→ **Quoted text**
━━━━━━━━━━━━━━━━━━━━━━━━━━━━━━
VSS 2.4 introduces a major upgrade for long‑form video analytics: GraphRAG on ArangoDB. This release brings video‑first Knowledge Graph generation, hybrid retrieval combining vector search, full-text search and graph traversals, and multi‑stream ingestion.
For readers new to VSS, see the broader architecture, APIs, and features like multi‑live stream, burst ingestion, audio transcription, and CV metadata in the earlier post: Advance Video Analytics AI Agents Using the NVIDIA AI Blueprint for Video Search and Summarization.
Figure 1: VSS Dataflow with ArangoDB
GraphRAG for Video Analytics
Vision language models (VLMs) made broad perception possible, but long videos can strain context windows and dilute relevance. VSS 2.4 addresses this by combining:
- Semantic ranking of chunks and entities (vector search),
- Structured expansion over a Knowledge Graph (relationship‑aware traversal),
- Temporal stitching for coherent narratives.
This provides grounded systems that cite the who/what/where/when, maintain temporal continuity, and scale to multi‑stream deployments.
What’s new in VSS 2.4 for Graphs
- Introducing ArangoDB support as a multi-model database tuned for video intelligence.
- A video‑first graph schema modeling time, hierarchy, and entity relations.
- Hybrid retrieval that merges semantic & lexical similarity with hop‑limited graph traversal.
━━━━━━━━━━━━━━━━━━━━━━━━━━━━━━
→ **To be done**
a - According to the text on VSS 2.4, which database does the release add support for?
b - Update the records by changing "black tire" to "spare tire" everywhere it occurs, leaving everything else the same.
The text on VSS 2.4 and the records bear no relation to each other.
━━━━━━━━━━━━━━━━━━━━━━━━━━━━━━
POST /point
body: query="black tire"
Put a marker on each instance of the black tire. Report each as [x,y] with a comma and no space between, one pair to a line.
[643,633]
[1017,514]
━━━━━━━━━━━━━━━━━━━━━━━━━━━━━━
→ **Task answers**
a - ArangoDB.

b -
POST /point
body: query="spare tire"
Put a marker on each instance of the spare tire. Report each as [x,y] with a comma and no space between, one pair to a line.
[643,633]
[1017,514]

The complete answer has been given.